>>>>>
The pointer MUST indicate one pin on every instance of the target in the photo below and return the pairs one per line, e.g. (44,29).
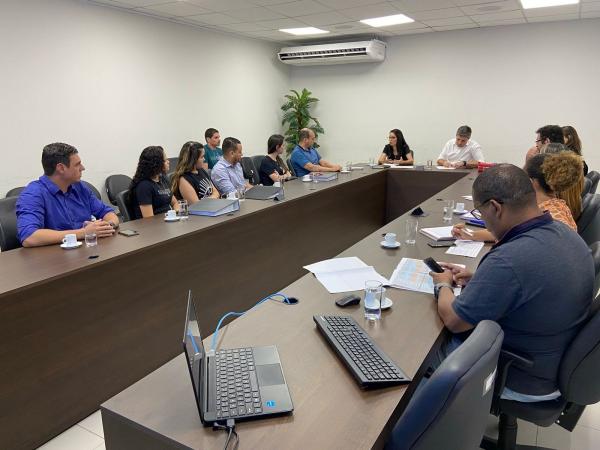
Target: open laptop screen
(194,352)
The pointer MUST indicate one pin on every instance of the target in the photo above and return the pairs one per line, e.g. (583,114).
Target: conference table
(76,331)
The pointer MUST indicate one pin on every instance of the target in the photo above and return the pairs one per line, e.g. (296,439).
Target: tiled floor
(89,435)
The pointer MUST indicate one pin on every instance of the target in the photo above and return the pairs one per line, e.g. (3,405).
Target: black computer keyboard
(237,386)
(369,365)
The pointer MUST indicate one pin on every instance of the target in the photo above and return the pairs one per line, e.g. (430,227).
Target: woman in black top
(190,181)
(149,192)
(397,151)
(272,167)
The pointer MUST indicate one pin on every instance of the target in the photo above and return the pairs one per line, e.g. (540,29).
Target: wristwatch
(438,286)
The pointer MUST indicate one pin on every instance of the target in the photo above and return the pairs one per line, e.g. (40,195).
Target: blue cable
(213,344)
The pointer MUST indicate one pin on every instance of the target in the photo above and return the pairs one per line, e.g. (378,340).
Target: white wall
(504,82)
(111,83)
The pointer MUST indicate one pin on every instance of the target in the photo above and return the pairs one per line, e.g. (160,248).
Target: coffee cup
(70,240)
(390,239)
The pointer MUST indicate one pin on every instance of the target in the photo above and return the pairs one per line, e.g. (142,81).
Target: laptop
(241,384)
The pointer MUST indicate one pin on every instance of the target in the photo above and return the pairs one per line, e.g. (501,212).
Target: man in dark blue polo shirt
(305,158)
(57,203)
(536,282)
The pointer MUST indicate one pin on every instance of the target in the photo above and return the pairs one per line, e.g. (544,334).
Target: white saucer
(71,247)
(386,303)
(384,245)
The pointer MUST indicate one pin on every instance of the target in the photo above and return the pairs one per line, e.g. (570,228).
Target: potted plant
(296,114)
<<<<<
>>>>>
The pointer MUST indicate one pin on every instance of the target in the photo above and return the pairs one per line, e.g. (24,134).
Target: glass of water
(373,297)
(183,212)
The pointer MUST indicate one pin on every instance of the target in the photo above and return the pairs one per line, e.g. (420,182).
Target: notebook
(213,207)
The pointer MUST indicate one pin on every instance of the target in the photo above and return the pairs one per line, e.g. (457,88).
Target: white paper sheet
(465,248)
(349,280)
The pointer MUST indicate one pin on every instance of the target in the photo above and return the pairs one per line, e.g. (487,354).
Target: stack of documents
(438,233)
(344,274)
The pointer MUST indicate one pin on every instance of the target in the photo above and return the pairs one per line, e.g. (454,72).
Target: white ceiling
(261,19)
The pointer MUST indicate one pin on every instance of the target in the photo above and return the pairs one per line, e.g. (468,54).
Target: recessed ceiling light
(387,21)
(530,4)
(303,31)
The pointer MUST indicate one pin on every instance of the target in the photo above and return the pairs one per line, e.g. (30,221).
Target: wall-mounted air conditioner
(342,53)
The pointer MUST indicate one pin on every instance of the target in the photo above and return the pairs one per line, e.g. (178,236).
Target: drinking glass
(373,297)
<<<<<
▶ [Assigned task]:
Reproduce word for word, with pictures dropped, only the part of the material above that opens with the line containing "line, e.g. (44,29)." and closes with the line containing "line, e.g. (296,439).".

▶ [Answer for the task]:
The pointer MUST indicate one pin on every instance of the target in the photo below and return the pairs one per line, e.g. (44,29).
Target: open laptop screen
(194,352)
The pointer MUST indicate one pin on every instance of the target in the photo above and return the pairs one per line, e.g. (583,114).
Target: conference table
(76,331)
The pointer MUST indicate one pin on every instance of the target in the photo above and return the pairs one per line, e.g. (296,439).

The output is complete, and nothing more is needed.